Exercise instructions
Copy exactly the lines of the records below, and only those lines, beginning with the line that contains "Spot the curved pool" and ending with the line that contains "Spot the desert".

Input material

Start of Block

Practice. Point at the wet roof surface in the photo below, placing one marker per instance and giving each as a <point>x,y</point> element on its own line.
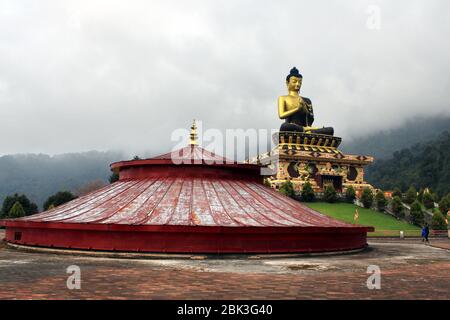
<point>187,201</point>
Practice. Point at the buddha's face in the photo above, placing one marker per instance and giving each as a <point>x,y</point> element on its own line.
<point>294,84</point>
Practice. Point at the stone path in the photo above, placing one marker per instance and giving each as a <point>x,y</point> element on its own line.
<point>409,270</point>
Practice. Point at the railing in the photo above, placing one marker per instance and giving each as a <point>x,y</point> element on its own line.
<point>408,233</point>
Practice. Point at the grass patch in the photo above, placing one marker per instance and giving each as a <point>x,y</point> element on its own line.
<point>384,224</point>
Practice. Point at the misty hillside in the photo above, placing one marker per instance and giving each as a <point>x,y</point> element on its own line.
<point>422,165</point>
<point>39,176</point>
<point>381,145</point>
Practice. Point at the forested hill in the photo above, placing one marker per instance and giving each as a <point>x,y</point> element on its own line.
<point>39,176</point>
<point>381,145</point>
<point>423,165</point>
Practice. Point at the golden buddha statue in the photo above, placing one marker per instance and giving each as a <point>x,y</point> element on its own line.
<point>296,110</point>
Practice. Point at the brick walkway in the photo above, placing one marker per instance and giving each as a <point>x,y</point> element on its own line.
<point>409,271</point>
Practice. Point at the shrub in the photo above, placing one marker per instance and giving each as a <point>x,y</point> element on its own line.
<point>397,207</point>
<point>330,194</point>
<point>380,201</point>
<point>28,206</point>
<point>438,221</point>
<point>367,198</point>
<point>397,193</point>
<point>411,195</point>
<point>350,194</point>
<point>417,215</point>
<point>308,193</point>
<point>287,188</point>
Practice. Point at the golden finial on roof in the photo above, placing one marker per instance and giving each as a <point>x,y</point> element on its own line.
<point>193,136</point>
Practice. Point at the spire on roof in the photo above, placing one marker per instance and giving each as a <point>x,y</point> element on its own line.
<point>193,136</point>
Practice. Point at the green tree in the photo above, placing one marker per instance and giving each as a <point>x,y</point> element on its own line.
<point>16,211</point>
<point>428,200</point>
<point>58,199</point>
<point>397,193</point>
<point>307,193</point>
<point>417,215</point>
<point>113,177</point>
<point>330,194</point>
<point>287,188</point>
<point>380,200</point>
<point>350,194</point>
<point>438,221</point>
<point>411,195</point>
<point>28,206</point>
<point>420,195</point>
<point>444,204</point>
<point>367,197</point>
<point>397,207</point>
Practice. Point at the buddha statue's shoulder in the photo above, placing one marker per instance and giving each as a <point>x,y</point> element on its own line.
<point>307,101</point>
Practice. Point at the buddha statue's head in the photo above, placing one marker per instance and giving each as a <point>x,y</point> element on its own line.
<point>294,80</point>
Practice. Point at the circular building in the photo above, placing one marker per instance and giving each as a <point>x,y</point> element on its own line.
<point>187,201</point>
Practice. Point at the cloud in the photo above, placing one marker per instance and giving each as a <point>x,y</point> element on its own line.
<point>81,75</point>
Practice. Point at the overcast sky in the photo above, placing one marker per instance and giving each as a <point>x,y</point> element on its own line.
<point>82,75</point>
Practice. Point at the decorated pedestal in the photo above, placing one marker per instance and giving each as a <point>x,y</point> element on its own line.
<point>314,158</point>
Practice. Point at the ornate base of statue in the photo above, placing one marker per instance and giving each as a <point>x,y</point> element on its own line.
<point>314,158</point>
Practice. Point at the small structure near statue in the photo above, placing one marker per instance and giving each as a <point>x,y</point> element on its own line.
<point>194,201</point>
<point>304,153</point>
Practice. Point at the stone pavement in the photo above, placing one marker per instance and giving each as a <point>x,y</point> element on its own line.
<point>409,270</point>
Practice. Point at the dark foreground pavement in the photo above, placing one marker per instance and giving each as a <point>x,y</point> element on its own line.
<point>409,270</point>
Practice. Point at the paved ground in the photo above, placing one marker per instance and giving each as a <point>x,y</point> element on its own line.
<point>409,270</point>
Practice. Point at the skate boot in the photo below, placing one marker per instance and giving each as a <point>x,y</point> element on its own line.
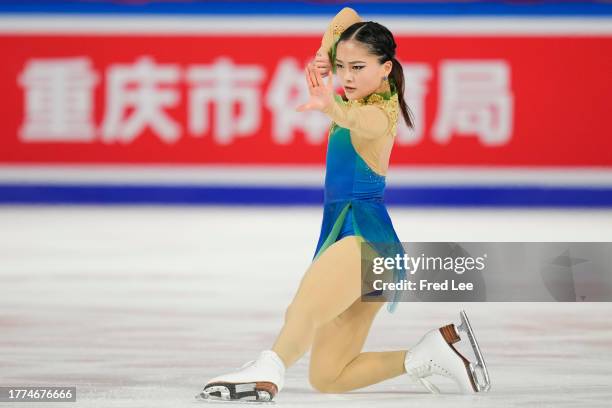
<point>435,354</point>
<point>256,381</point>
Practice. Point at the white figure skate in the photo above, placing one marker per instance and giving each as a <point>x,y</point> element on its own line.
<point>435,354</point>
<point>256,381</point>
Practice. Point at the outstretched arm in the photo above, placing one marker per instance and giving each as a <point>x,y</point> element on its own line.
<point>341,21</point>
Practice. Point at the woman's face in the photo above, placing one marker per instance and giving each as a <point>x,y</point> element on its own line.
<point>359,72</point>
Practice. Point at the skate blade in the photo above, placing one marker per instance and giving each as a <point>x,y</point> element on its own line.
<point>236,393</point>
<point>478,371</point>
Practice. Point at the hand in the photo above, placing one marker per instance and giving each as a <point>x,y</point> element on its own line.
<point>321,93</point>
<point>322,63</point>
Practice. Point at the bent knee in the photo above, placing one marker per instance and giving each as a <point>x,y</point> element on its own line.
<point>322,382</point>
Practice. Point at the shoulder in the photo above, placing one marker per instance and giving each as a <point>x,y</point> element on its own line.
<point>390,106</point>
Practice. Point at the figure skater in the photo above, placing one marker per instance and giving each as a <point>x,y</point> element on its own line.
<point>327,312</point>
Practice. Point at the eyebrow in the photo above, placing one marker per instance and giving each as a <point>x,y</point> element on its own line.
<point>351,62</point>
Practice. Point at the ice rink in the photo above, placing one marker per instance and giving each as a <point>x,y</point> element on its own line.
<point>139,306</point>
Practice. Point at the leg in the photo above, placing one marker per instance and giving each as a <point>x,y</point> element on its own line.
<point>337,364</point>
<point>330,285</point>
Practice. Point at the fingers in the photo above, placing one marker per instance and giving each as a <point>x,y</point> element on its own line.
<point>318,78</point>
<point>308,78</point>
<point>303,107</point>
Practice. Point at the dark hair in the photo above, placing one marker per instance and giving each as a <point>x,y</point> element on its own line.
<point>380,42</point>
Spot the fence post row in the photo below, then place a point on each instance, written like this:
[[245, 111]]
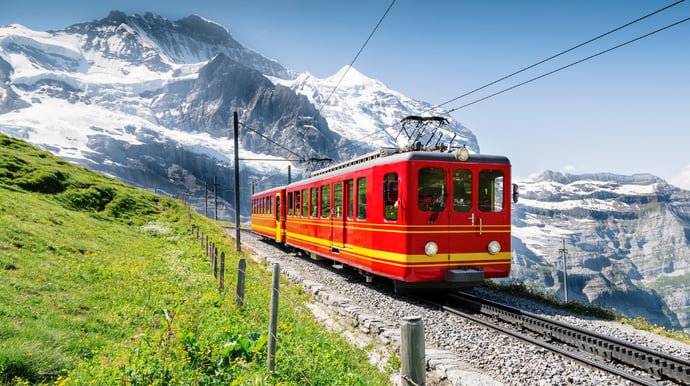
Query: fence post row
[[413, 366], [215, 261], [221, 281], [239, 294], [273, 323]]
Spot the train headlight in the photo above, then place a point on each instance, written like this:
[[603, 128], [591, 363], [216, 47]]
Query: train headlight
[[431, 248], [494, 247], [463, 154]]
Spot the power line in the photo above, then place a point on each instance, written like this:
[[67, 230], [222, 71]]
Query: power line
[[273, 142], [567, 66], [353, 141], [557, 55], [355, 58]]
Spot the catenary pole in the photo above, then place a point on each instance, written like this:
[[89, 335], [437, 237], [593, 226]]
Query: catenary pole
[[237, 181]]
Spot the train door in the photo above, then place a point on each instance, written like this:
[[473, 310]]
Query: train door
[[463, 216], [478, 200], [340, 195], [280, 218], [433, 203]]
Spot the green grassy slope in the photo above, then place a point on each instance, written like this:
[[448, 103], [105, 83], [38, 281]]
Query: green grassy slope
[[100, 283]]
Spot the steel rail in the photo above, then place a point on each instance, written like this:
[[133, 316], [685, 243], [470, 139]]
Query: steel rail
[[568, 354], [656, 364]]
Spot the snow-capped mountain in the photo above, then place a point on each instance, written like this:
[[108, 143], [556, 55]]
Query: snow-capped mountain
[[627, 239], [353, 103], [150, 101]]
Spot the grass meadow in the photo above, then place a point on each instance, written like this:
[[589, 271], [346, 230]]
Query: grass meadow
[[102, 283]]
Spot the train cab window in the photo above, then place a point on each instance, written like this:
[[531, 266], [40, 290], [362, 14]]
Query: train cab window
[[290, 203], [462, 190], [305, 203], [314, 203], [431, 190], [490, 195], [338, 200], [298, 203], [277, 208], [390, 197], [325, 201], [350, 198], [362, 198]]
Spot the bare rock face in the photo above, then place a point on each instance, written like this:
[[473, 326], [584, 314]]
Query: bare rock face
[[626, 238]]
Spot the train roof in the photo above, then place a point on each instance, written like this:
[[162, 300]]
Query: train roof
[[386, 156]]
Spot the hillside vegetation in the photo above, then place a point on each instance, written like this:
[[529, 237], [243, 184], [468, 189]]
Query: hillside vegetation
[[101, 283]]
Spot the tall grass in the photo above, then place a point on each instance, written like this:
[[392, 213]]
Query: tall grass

End of Block
Start of Block

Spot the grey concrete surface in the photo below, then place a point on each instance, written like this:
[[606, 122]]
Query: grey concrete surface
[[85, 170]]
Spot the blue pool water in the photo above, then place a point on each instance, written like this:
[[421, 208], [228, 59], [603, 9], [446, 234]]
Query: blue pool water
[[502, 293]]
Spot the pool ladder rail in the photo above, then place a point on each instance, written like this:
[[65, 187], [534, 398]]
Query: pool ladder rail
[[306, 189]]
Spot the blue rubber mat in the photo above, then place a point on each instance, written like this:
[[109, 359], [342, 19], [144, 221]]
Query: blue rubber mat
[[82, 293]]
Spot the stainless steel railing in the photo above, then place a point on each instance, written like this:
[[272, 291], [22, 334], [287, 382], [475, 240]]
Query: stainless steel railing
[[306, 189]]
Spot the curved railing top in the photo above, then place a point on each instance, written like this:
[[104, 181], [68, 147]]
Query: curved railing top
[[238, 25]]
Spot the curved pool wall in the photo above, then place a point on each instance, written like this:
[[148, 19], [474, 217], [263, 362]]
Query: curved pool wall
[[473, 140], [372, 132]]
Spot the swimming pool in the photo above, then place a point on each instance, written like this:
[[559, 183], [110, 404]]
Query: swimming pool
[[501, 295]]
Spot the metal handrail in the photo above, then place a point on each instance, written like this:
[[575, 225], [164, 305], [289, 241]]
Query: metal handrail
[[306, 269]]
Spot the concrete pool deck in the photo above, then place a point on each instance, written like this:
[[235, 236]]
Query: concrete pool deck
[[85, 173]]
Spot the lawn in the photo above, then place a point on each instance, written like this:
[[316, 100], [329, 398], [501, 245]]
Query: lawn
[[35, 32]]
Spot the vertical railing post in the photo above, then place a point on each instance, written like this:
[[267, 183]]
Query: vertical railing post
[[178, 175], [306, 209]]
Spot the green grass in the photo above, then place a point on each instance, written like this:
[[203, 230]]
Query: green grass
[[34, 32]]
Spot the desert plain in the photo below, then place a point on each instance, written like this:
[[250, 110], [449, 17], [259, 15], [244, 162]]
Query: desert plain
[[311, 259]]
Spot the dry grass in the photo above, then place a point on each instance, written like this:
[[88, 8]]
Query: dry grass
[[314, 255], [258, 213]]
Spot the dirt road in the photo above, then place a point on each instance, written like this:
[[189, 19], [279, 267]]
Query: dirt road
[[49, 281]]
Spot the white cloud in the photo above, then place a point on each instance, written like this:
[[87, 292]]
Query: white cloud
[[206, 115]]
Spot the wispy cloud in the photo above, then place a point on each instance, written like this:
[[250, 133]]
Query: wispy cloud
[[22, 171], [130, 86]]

End of Block

Answer area
Spot the curved pool wall in the photo above, then place a point on each instance, written like this:
[[148, 19], [474, 217], [263, 362]]
Query: curved pool wall
[[473, 140], [372, 132]]
Spot the swimming pool in the photo above, then place a point on each instance, written like this:
[[559, 183], [110, 404]]
Query: swimming pool
[[501, 295]]
Spot the metal handrail in the photo above, then place a point on each instance, written like this:
[[575, 225], [164, 305], [289, 241]]
Query: metal handrail
[[306, 269]]
Spot the concrete pool deck in the photo above, then place a point on each instance, written like this:
[[235, 236]]
Query: concrete pool deck
[[85, 173]]
Spot the lawn in the photo above, then place a point on each instance, written like this:
[[316, 100], [329, 398], [501, 245]]
Query: lawn
[[35, 32]]
Spot the vertical railing post in the photo above, then place a point on each instance, written like this:
[[267, 183]]
Query: vertical railing post
[[178, 175], [306, 209]]
Spot the green grass in the photo above, then place a point on each instance, written like this:
[[203, 230]]
Query: green grass
[[34, 32]]
Spot the desert plain in the photo below, then place a point on each instance, written like this:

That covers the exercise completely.